**What is asked**
Copy out the lines of the first block of items word for word, starting at the line containing "As a warehouse robot's perception module, locate concrete" and ending at the line containing "9,65,140,374", with both of those lines included.

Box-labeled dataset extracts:
>>>>>
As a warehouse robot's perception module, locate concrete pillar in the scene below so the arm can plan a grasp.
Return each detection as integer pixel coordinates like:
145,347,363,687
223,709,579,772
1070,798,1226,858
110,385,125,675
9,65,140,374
<<<<<
>>>>>
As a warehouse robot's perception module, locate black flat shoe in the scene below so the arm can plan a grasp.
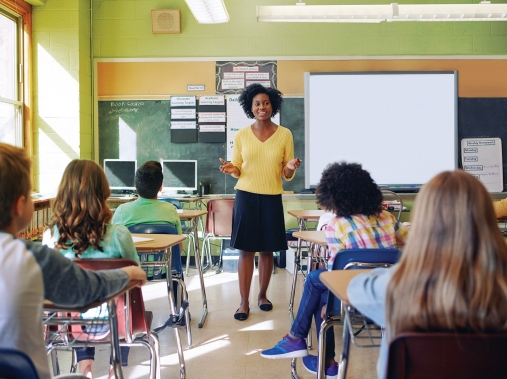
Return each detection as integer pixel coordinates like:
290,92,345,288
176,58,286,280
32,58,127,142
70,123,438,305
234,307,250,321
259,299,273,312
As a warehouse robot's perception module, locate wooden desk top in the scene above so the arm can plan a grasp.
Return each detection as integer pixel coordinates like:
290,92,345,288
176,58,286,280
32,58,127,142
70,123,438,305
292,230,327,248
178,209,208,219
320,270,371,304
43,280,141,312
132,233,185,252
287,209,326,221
<<<<<
**Correct result**
As a warehouse robot's perception module, locate concrete pillar in the scene below so the arm can plan a grasp.
Return each detection as integer pixel coordinates like:
145,347,363,687
223,709,579,772
1070,798,1226,858
110,385,125,675
9,65,140,374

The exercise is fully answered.